- _Task item 1_
In the diabetes plasma passage, at what force and for how long was the blood centrifuged to obtain plasma?
- _Task item 2_
Rewrite the diabetes plasma passage between "Previous studies have" and "previously been performed.", inclusive, with "PCD" renamed to "DC" everywhere it occurs.

Previous studies have reported differential expression of various proteins in diabetes, including α-1-antitrypsin, fibrinogen, vitamin D binding protein, complement C3 and apolipoprotein A1 (Apo A1) (16–19). However, it is important to study differential protein expression in PCD to understand the pathophysiology associated with the development of diabetic complications. In the present study, we analyzed differential protein expression in the plasma of CD and PCD subjects using proteomic methods and validating the results by western and dot blot analysis. Analysis of PCD subjects has not previously been performed.

Materials and methods

Chemicals

Chemicals were obtained from Sigma-Aldrich (St. Louis, MO, USA) unless otherwise stated. Antibody against Apo A1 was purchased from Abcam, Cambridge, UK.

Clinical plasma sample collection

Blood samples were collected from diabetic patients at the Maharashtra Medical Research Society. Informed consent was obtained from all patients and the study was approved by the Joshi Hospital Ethics Committee. Fasting blood glucose and HbA1c levels were determined by using a glucometer (Bayer AG, Leverkusen, Germany) and in2it analyzer (Bio-Rad, Hercules, CA, USA), respectively. Plasma was obtained by EDTA treatment, followed by centrifugation at 1500 × g for 15 min. The supernatant was stored at −80°C until further use.

- _Study material_

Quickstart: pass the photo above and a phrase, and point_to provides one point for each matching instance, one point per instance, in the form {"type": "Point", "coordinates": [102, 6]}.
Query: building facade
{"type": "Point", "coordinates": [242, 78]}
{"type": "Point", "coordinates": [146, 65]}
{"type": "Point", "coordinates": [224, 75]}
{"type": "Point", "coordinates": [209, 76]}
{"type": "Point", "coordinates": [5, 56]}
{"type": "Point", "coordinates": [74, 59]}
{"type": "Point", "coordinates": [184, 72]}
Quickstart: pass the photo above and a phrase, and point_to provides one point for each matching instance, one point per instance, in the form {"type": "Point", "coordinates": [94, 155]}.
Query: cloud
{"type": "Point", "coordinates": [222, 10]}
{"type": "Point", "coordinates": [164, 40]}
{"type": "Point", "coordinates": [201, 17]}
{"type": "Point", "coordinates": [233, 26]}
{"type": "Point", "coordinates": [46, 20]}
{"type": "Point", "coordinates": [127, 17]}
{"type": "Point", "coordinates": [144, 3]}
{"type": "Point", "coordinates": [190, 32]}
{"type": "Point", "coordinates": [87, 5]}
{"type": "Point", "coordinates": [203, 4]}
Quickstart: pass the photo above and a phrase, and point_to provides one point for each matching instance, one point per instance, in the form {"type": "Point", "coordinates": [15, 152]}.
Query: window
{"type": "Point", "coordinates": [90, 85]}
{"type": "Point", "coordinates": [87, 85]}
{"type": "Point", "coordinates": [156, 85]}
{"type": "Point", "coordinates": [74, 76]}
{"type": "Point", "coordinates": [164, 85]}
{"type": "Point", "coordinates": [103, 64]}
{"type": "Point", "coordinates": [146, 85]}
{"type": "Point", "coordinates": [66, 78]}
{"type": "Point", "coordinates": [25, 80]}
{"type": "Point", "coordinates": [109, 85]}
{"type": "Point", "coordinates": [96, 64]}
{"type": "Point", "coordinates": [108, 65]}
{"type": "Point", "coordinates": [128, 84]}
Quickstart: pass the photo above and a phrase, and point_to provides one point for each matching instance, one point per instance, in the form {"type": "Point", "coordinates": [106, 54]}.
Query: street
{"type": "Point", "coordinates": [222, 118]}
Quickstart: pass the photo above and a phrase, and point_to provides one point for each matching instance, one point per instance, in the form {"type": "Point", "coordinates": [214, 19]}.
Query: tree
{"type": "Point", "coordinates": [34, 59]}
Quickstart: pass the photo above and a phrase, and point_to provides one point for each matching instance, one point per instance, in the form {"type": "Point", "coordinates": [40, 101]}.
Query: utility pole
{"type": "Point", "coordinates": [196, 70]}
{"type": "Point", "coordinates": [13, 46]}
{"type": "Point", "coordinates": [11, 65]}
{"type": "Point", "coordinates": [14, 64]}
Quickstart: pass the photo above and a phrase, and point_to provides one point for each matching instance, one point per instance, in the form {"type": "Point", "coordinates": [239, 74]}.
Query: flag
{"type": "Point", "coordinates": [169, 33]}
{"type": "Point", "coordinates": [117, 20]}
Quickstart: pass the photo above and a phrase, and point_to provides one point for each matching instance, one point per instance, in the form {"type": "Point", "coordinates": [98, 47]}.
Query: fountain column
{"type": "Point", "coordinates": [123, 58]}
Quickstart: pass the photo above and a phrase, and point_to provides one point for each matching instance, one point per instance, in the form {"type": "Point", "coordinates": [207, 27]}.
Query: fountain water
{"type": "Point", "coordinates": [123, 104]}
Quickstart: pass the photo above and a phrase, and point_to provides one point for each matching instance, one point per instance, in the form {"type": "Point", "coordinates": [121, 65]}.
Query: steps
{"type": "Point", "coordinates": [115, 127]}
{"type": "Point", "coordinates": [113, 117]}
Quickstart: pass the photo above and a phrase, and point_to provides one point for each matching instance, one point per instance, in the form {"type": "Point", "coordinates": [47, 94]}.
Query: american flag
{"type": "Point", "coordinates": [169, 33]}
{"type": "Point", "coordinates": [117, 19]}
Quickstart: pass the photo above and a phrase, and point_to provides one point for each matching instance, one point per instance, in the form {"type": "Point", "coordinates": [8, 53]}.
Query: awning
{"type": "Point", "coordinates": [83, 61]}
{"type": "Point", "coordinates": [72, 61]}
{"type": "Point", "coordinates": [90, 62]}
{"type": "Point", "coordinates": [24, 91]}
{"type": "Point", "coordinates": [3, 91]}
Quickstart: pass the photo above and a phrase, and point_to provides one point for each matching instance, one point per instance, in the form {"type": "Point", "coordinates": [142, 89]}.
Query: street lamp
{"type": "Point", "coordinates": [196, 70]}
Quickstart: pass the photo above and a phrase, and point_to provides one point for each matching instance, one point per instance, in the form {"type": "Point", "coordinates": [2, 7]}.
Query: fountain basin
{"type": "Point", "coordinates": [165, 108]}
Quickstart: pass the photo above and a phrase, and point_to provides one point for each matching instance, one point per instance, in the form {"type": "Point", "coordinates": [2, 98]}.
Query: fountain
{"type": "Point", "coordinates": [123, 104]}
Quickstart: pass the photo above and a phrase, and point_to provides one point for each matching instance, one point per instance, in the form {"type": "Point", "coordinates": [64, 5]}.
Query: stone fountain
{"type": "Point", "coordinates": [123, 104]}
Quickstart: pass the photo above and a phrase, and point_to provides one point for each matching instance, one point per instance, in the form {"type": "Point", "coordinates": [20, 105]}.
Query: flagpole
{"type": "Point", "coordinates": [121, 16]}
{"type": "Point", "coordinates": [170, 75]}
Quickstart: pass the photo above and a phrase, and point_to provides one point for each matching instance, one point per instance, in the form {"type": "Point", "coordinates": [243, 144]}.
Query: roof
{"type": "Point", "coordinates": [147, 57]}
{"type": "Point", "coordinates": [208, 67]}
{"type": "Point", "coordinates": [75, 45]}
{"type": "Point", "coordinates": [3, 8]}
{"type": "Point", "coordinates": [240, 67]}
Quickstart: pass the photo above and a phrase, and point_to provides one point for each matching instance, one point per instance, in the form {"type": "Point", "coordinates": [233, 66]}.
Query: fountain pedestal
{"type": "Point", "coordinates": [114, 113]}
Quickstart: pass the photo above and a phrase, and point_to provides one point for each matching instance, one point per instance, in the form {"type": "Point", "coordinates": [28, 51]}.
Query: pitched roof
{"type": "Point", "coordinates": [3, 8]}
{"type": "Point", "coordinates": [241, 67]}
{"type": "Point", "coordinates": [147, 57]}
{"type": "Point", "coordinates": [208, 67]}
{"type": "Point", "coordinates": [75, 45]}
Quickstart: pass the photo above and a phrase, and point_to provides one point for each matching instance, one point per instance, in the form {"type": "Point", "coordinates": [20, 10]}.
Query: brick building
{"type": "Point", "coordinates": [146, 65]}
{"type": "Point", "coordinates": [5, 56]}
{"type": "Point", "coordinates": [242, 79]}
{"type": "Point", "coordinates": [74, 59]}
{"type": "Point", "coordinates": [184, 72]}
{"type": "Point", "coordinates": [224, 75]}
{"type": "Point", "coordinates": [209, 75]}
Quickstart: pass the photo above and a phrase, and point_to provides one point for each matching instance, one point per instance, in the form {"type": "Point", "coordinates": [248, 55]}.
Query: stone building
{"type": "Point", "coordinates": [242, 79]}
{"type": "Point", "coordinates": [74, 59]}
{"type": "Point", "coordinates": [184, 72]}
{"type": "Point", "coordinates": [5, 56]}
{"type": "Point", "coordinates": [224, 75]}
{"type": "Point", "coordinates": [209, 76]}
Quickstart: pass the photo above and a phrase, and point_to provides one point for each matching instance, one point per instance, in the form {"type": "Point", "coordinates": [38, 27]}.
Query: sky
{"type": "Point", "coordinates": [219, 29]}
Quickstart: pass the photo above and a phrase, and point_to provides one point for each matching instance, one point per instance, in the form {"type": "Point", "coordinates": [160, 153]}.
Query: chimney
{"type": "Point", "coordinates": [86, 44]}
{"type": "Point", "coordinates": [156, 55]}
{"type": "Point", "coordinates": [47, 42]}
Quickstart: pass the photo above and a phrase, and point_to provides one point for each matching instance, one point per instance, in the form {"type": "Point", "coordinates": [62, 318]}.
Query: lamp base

- _Answer space 1_
At 1500 × g for 15 min.

- _Answer space 2_
Previous studies have reported differential expression of various proteins in diabetes, including α-1-antitrypsin, fibrinogen, vitamin D binding protein, complement C3 and apolipoprotein A1 (Apo A1) (16–19). However, it is important to study differential protein expression in DC to understand the pathophysiology associated with the development of diabetic complications. In the present study, we analyzed differential protein expression in the plasma of CD and DC subjects using proteomic methods and validating the results by western and dot blot analysis. Analysis of DC subjects has not previously been performed.